• WRITTEN PROBLEM 1
Using the passage on voir dire below, explain in one to three sentences why the issue-oriented voir dire builds rapport with jurors.

+ + + + +

So today has something to do with that because if you get really good at voir dire, you can have some problems. I know that's weird to say that, but I keep seeing this. This is kind of the curse of being awesome is that when you conduct a great voir dire, you can actually hurt yourself if you do not recognize that you are doing some of the things that I am going to talk about today. So here is the big thing that I think you need to recognize. When you are conducting a great voir dire and you have great rapport with jurors... Now, let's just stop there and talk that much. We don't teach you in the H to H method how to have rapport with jurors. I know weird, right? But we don't. We don't talk about how to break the ice or what jokes to talk about or how to talk about yourself or how to create a relationship. We don't do any of that shit. The way that we create rapport with jurors is by meeting them where they are.
So that's why we have what's called the issue-oriented voir dire and that is based on the issues in our case, creating a voir dire around it, and guess what? Letting the jury solve our problems for us, solve our issues for us. But in terms of the rapport building, guess what? Jurors want to deal with issues. As you've heard me talk about before, we are either tending to a relationship or dealing with an issue in any situation, any communication situation, jurors are not there for a relationship. So guess what? They want to know why they're there, issue, we have issues we need them to solve. Yay. We marry the two, we both are happy. They're happy because now they understand why they're here and what they need to do. We're happy because they're solving our problems for us. So that creates rapport, or as we like to call it in our biz over here at H2H, that creates permission.

+ + + + +

• WRITTEN PROBLEM 2
Recast everything in the records from the line containing "TARGET = flame in fire pit" down to the final line of the records as a numbered list, leaving out any blank lines.

+ + + + +

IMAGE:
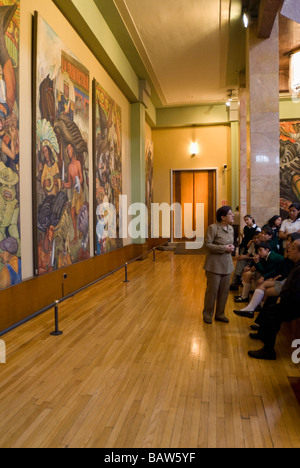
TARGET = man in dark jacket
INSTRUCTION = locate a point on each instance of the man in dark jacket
(286, 309)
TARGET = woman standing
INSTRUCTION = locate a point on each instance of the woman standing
(219, 241)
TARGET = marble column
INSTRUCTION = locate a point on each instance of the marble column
(244, 179)
(138, 159)
(263, 124)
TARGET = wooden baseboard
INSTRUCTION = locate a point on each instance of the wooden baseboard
(24, 300)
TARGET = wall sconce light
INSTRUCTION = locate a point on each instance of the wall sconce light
(194, 149)
(246, 19)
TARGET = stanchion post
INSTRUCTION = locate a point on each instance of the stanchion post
(57, 332)
(126, 273)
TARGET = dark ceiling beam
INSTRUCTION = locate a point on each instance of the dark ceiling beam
(268, 11)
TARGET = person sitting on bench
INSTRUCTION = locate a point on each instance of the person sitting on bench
(286, 309)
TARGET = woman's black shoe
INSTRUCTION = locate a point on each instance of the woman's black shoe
(240, 299)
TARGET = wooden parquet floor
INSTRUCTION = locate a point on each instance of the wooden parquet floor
(136, 367)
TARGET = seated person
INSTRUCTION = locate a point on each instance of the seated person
(245, 260)
(271, 287)
(275, 224)
(249, 230)
(285, 310)
(266, 265)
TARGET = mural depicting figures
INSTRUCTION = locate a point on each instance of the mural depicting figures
(289, 165)
(61, 159)
(108, 171)
(149, 181)
(10, 245)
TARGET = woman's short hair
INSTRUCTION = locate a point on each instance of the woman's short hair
(223, 211)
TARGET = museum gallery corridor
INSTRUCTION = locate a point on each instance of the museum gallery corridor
(137, 367)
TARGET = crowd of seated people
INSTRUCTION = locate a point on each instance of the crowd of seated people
(269, 263)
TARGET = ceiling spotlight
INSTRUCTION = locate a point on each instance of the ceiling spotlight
(246, 20)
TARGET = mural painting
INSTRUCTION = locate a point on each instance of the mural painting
(149, 181)
(61, 154)
(289, 165)
(108, 171)
(10, 245)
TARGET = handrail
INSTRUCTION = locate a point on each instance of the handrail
(55, 304)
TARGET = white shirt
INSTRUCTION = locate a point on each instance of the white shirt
(289, 227)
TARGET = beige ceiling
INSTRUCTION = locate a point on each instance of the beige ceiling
(192, 51)
(184, 46)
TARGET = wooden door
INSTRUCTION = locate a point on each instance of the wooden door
(192, 187)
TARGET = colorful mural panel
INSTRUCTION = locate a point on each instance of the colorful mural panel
(289, 165)
(61, 157)
(108, 171)
(10, 244)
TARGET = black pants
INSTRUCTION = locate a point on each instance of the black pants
(270, 320)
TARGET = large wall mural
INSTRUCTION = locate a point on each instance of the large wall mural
(149, 181)
(61, 160)
(108, 171)
(289, 165)
(10, 245)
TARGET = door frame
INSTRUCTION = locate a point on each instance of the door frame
(202, 169)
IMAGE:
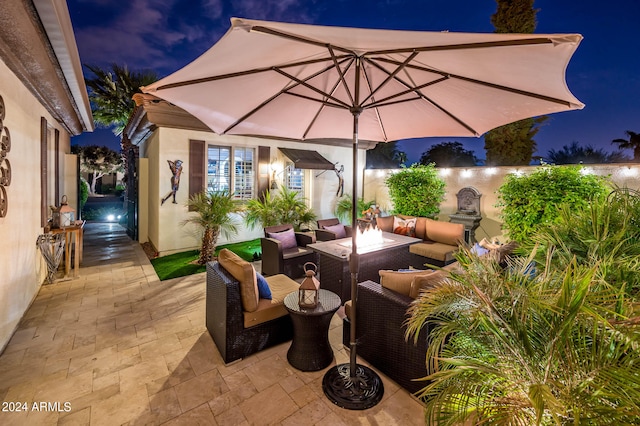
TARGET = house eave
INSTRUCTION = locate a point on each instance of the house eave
(50, 68)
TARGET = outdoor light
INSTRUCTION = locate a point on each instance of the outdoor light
(308, 291)
(62, 216)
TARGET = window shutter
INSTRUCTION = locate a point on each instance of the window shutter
(264, 160)
(197, 168)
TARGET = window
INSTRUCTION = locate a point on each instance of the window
(294, 178)
(221, 176)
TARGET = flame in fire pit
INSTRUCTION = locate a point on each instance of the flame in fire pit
(370, 237)
(367, 239)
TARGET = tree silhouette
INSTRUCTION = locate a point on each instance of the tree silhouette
(576, 154)
(111, 92)
(448, 154)
(633, 142)
(513, 144)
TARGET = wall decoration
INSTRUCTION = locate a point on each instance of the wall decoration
(5, 166)
(176, 171)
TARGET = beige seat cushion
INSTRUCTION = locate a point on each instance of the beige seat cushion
(437, 251)
(280, 286)
(400, 281)
(444, 232)
(423, 282)
(244, 272)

+ + + + +

• EXERCISE RESPONSE 1
Jurors are not there for a relationship; they want to deal with issues and know why they are there, and the issue-oriented voir dire gives them the case's issues to solve. Jurors are happy because they understand their purpose, and the lawyers are happy because jurors solve their problems. That shared satisfaction creates rapport, which H2H calls permission.

• EXERCISE RESPONSE 2
1. TARGET = flame in fire pit
2. INSTRUCTION = locate a point on each instance of the flame in fire pit
3. (370, 237)
4. (367, 239)
5. TARGET = tree silhouette
6. INSTRUCTION = locate a point on each instance of the tree silhouette
7. (576, 154)
8. (111, 92)
9. (448, 154)
10. (633, 142)
11. (513, 144)
12. TARGET = wall decoration
13. INSTRUCTION = locate a point on each instance of the wall decoration
14. (5, 166)
15. (176, 171)
16. TARGET = beige seat cushion
17. INSTRUCTION = locate a point on each instance of the beige seat cushion
18. (437, 251)
19. (280, 286)
20. (400, 281)
21. (444, 232)
22. (423, 282)
23. (244, 272)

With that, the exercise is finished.